◆ **RECORDS FOR THE EXERCISE**
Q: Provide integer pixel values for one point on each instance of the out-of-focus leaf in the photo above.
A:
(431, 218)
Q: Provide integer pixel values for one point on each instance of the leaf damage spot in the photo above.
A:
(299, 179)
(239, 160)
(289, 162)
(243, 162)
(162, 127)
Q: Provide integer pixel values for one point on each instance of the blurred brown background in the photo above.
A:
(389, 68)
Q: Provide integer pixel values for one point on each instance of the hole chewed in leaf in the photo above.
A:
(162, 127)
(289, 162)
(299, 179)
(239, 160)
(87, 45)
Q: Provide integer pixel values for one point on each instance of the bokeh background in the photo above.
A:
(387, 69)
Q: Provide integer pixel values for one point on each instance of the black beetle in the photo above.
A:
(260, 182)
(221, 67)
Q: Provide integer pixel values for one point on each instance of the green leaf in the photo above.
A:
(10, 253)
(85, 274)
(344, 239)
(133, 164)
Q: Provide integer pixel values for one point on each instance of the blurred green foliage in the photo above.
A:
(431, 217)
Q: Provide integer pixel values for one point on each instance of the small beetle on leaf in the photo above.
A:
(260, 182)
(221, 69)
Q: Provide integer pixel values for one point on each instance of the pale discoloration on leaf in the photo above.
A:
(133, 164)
==
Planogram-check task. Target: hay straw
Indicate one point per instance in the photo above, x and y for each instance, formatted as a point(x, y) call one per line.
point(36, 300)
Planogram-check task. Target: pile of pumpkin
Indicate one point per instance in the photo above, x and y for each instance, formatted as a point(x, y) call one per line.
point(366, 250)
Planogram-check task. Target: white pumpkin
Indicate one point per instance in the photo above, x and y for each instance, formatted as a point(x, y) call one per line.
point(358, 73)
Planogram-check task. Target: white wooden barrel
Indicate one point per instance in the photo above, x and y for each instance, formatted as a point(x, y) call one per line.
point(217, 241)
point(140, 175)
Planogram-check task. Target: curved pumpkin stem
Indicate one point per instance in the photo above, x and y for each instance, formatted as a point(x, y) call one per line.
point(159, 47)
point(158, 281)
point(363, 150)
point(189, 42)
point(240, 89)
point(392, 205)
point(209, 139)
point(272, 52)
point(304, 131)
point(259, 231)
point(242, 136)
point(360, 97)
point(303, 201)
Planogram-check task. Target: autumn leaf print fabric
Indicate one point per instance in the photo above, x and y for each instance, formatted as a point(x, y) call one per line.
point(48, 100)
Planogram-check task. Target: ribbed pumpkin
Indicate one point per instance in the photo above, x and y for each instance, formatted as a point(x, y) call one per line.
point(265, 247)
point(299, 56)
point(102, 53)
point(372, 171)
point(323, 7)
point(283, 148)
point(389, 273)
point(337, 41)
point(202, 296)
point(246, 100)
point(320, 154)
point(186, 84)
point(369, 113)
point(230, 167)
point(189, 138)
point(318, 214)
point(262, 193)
* * *
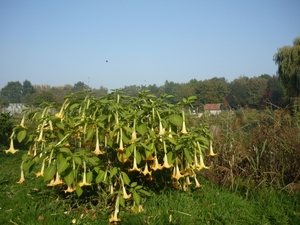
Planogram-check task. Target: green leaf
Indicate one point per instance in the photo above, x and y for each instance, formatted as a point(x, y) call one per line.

◆ **WORK TO BE COMPLETED**
Rewrite the lines from the one containing "Planogram-check task. Target: autumn" through the one containing "point(48, 100)", substituting "patterned fabric" for "leaf print fabric" and leaving everything else unchanged.

◆ **RESPONSE FOR THIS EXERCISE**
Planogram-check task. Target: autumn patterned fabric
Indicate one point per instance in the photo above, x and y for each instance, formatted as a point(x, y) call one per line.
point(48, 100)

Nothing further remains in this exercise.